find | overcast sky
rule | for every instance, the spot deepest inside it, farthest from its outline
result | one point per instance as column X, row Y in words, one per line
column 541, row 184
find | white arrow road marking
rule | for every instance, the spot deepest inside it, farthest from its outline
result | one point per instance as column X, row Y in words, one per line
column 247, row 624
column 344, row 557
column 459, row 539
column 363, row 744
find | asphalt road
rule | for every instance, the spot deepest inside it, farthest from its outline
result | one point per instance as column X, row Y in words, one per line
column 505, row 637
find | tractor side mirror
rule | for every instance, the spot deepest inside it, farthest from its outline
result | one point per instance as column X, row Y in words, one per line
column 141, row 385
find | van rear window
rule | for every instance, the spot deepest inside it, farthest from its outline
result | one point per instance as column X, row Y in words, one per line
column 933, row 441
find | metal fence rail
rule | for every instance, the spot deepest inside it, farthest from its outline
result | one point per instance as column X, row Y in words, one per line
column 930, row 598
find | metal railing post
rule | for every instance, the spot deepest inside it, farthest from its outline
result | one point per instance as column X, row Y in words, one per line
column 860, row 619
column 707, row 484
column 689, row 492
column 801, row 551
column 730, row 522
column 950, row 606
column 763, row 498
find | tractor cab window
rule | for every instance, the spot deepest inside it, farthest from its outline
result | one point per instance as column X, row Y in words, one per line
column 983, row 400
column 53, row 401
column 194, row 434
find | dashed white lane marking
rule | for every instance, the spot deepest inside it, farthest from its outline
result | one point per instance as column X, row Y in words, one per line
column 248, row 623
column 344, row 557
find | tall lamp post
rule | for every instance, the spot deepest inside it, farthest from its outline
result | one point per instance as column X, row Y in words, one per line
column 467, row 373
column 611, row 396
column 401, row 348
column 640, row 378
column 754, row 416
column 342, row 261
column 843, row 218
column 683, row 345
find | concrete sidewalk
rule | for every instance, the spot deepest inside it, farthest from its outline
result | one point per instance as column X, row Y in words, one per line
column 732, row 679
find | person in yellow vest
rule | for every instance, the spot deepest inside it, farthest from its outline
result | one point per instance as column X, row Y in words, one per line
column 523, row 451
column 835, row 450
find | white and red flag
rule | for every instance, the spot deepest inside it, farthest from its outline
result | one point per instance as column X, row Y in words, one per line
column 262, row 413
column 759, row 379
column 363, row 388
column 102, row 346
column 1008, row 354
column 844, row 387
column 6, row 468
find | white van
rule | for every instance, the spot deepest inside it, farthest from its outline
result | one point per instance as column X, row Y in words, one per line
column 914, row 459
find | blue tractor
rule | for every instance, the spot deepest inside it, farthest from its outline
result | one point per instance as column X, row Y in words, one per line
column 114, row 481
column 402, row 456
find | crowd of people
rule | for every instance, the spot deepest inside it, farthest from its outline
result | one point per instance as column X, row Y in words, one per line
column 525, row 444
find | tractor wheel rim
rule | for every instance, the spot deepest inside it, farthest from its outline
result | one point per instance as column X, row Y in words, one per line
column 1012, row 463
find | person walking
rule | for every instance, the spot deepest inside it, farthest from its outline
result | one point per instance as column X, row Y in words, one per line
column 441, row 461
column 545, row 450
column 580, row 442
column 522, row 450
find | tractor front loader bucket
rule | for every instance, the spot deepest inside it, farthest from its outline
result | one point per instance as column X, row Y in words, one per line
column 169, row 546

--

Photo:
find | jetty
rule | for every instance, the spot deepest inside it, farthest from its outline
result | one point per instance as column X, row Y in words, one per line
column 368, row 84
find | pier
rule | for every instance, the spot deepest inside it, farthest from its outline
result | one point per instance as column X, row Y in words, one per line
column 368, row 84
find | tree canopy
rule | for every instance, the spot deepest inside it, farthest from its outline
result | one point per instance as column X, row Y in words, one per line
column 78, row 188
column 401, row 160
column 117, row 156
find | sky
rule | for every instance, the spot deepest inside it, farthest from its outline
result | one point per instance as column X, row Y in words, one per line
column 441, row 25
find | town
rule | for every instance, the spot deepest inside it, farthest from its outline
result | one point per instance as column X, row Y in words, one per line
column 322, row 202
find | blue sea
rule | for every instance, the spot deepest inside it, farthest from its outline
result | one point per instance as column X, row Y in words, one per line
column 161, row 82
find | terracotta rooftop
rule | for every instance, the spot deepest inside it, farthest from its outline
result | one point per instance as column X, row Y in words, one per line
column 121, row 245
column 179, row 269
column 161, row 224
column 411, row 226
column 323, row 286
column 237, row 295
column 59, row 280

--

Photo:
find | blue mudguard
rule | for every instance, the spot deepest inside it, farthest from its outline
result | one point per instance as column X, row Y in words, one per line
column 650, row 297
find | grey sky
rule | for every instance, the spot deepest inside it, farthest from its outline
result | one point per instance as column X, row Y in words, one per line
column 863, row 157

### Objective
Please edit the part of the data that opens with the line containing "find | overcast sky" and closes with the line containing "column 683, row 345", replacing "metal" with "steel" and keeping everything else unchanged. Return only those lines.

### Result
find | overcast sky
rule | for every instance, the spot deepest inside it, farthest from its outline
result | one point per instance as column X, row Y in words, one per line
column 541, row 184
find | white arrow road marking
rule | for every instance, the spot deepest inside it, farthest from its outline
result | one point per instance as column X, row Y in words, one per line
column 247, row 624
column 344, row 557
column 459, row 539
column 363, row 744
find | asphalt road
rule | for every instance, the spot deepest inside it, farthest from its outline
result | one point per instance as column X, row Y in words, one per line
column 505, row 637
find | tractor side mirror
rule | for every instance, the spot deepest inside it, farthest from its outline
result | one point per instance as column X, row Y in words, one per line
column 141, row 385
find | van rear window
rule | for every instance, the spot deepest inside it, farthest from its outline
result | one point per instance as column X, row Y in words, one per line
column 933, row 441
find | steel fence rail
rule | for every instance, the spot deepest inside it, farthest from its outline
result | one point per instance as column X, row Y in words, one per line
column 930, row 598
find | steel railing post
rule | for every instance, the spot deepest inside it, farthest from its outline
result | one point per instance as column X, row Y in words, one per line
column 860, row 619
column 707, row 484
column 689, row 492
column 801, row 551
column 730, row 522
column 950, row 606
column 763, row 498
find | tractor cab window
rule | for every instance, the spot deepest inside it, farthest from its outline
result | one point per instance as column X, row Y in words, one per line
column 983, row 400
column 53, row 401
column 194, row 434
find | dashed white lane marking
rule | for every instance, the spot deepest inside it, farthest from its outline
result | one point per instance as column X, row Y in words, one per line
column 248, row 623
column 344, row 557
find | tall lamp post
rule | for every instance, the spot deepest inside it, farthest from its outline
result | one point per instance as column X, row Y in words, one per line
column 467, row 373
column 611, row 396
column 401, row 348
column 640, row 378
column 754, row 416
column 342, row 261
column 843, row 218
column 683, row 345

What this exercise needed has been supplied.